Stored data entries

--- Start ---

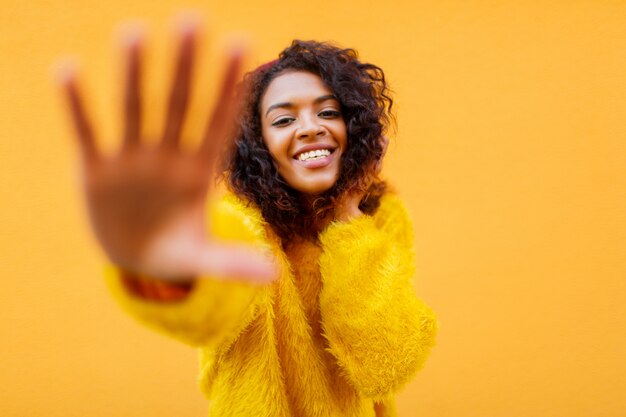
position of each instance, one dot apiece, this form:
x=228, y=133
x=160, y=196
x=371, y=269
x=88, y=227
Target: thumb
x=237, y=262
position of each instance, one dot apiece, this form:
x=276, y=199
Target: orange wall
x=511, y=153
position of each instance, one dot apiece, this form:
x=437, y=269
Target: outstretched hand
x=146, y=203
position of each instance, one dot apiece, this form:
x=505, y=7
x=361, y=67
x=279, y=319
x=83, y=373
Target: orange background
x=510, y=152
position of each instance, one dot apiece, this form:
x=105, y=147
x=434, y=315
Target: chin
x=315, y=188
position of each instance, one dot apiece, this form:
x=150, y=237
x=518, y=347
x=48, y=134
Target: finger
x=238, y=263
x=222, y=120
x=84, y=132
x=132, y=93
x=179, y=94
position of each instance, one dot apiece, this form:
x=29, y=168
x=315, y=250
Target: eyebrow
x=288, y=105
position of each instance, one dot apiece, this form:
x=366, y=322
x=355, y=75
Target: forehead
x=294, y=87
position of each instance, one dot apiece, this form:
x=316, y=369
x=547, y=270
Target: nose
x=309, y=128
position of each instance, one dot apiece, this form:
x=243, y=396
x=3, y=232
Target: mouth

--- End ---

Reproduce every line of the material above word for word, leaving out the pictures.

**Task result:**
position of each instance, one dot apiece, this form:
x=228, y=133
x=160, y=196
x=371, y=269
x=88, y=227
Target: thumb
x=237, y=262
position of each instance, one dot apiece, this form:
x=276, y=199
Target: orange wall
x=511, y=153
position of each instance, one dot apiece, this form:
x=437, y=269
Target: outstretched hand
x=146, y=203
position of each instance, one dot apiece, this form:
x=505, y=7
x=361, y=67
x=279, y=319
x=83, y=373
Target: orange background
x=510, y=152
position of each instance, one dot apiece, this form:
x=105, y=147
x=434, y=315
Target: chin
x=315, y=188
position of each instance, one dot apiece, this form:
x=150, y=237
x=518, y=347
x=48, y=134
Target: finger
x=238, y=263
x=222, y=120
x=84, y=132
x=132, y=93
x=179, y=94
position of each instance, one dot apiece, this form:
x=29, y=168
x=315, y=250
Target: eyebrow
x=288, y=105
position of each instance, one dot apiece, this form:
x=366, y=322
x=355, y=75
Target: forehead
x=294, y=87
position of each instance, one dot apiece, this form:
x=316, y=369
x=547, y=270
Target: nose
x=309, y=128
position of each instance, one dot apiece, this form:
x=243, y=396
x=3, y=232
Target: mouth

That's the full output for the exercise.